PAGE TEXT>
Role of angiotensin II-mediated AMPK inactivation on obesity-related salt-sensitive hypertension

Salt-sensitive hypertension is a characteristic of the metabolic syndrome. Given the links to cardiovascular events, the mechanisms underlying sodium metabolism may represent an important therapeutic target for this disorder. Angiotensin II (AII) is a key peptide underlying sodium retention. However, 5'AMP-activated protein kinase (AMPK) has also been reported to participate in the regulation of ion transport. In this study we examined the relationship between AII and AMPK on the development of hypertension in two salt-sensitive mouse models. In the first model, the mice were maintained on a high-fat diet (HFD) for 12 weeks, in order to develop features similar to the metabolic syndrome, including salt-sensitive hypertension. HFD-induced obese mice showed elevated systolic blood pressure and lower sodium excretion in response to salt loading, along with an increase in AII contents and inactivation of AMPK in the kidney, which were significantly improved by the treatment of an angiotensin II antagonist, losartan, for 2 weeks. To clarify the effects of AII, a second group of mice was infused with AII via an osmotic pump, which led to higher systolic blood pressure, and decreases in urinary sodium excretion and the expression of AMPK, in a manner similar to those observed in the HFD mice. However, treatment with an AMPK activator, metformin, improved the changes induced by the AII, suggesting that AII induced sodium retention works by acting on AMPK activity. Finally, we evaluated the changes in salt-sensitivity by performing 2-week salt loading experiments with or without metformin. AII infusion elevated blood pressure by salt loading but metformin prevented it. These findings indicate that AII suppresses AMPK activity in the kidney, leading to sodium retention and enhanced salt-sensitivity, and that AMPK activation may represent a new therapeutic target for obesity-related salt-sensitive hypertension.

Natural-language object grounding data

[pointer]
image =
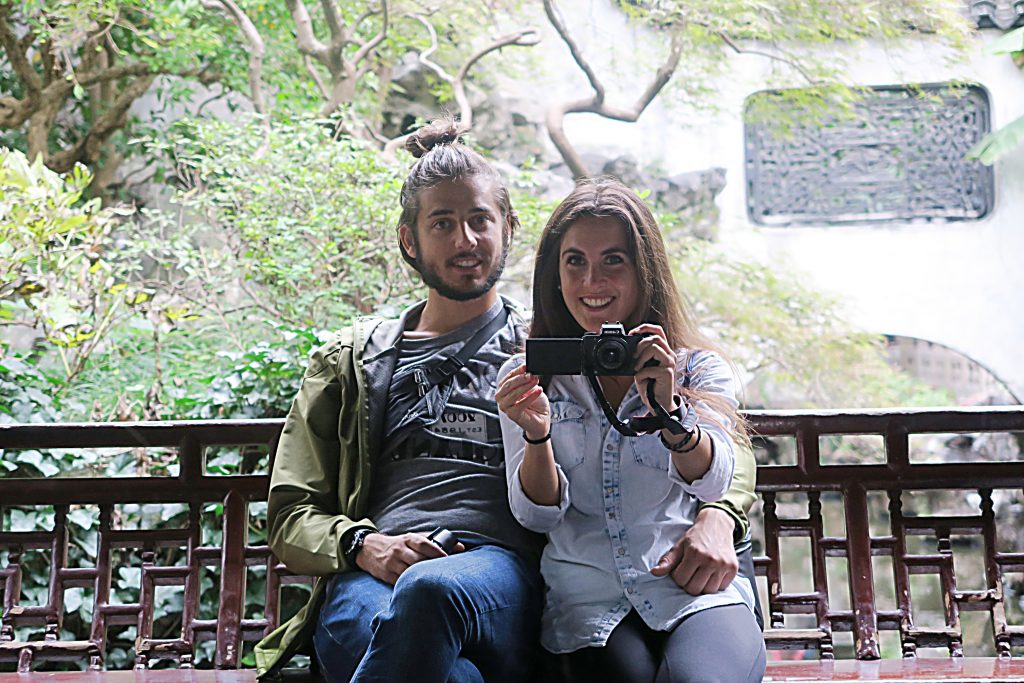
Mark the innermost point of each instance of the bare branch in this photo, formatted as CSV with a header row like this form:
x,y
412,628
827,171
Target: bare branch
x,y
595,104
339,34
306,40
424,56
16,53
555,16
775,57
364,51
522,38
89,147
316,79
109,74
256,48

==

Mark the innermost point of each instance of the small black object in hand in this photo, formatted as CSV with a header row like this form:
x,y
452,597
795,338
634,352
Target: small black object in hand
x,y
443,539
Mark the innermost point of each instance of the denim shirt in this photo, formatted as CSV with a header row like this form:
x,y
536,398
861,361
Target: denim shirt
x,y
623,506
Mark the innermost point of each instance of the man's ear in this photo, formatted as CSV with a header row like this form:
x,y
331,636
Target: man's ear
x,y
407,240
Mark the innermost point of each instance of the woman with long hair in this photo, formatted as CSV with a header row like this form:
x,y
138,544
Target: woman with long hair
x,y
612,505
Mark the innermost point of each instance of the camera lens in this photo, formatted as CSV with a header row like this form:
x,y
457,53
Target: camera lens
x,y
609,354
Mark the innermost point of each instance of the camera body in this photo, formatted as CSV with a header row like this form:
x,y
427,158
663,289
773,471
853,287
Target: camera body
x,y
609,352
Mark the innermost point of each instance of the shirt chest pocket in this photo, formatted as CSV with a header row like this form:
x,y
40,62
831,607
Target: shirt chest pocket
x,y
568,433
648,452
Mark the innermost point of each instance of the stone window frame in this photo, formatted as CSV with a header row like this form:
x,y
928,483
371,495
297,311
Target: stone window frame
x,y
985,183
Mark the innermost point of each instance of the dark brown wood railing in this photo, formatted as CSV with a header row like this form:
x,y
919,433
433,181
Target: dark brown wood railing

...

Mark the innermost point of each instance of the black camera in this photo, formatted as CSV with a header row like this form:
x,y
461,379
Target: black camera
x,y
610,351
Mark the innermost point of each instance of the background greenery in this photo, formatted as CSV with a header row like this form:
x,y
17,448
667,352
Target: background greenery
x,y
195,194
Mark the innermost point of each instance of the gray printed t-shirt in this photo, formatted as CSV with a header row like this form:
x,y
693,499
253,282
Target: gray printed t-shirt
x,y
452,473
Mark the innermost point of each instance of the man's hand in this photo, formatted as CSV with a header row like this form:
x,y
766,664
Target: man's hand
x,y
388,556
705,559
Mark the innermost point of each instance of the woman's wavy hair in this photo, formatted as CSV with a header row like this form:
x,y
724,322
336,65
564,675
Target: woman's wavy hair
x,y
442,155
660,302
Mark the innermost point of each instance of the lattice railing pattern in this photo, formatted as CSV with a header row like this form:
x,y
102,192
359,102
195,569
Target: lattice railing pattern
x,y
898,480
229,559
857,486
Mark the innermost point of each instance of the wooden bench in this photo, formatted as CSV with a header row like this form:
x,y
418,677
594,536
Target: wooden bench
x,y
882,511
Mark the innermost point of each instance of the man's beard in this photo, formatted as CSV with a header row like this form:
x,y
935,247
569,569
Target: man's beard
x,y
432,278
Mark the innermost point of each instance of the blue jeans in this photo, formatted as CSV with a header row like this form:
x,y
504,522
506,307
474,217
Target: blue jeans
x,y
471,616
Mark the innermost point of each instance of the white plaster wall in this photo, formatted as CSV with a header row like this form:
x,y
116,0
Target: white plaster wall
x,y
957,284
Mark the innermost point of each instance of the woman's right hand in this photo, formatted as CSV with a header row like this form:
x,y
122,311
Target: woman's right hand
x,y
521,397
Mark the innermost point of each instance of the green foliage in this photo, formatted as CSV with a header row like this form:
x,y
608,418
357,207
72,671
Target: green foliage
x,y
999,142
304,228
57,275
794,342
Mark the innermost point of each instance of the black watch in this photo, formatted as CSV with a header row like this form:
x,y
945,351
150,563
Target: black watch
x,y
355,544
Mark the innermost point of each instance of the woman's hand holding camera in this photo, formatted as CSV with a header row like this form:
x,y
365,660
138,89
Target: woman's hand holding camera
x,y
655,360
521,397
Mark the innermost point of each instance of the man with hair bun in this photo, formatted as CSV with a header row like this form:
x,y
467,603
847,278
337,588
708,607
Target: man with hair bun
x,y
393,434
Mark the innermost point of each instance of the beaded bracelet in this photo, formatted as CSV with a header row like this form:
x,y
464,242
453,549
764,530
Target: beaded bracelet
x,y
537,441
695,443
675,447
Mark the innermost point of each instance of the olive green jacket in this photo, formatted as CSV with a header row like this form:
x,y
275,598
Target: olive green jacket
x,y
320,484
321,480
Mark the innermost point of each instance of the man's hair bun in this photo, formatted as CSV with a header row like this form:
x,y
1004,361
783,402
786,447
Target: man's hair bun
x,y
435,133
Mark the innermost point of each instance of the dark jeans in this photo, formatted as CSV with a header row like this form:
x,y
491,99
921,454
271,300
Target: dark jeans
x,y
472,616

EXERCISE DIRECTIONS>
Answer these questions about the angiotensin II and AMPK abstract above:
(a) For how many weeks were the mice in the first model maintained on the high-fat diet?
(b) Which angiotensin II antagonist was given to the obese mice, and for how long?
(c) Which AMPK activator was used with the mice infused with angiotensin II?

SOLUTION FOR THIS TASK>
(a) 12 weeks
(b) Losartan, for 2 weeks
(c) Metformin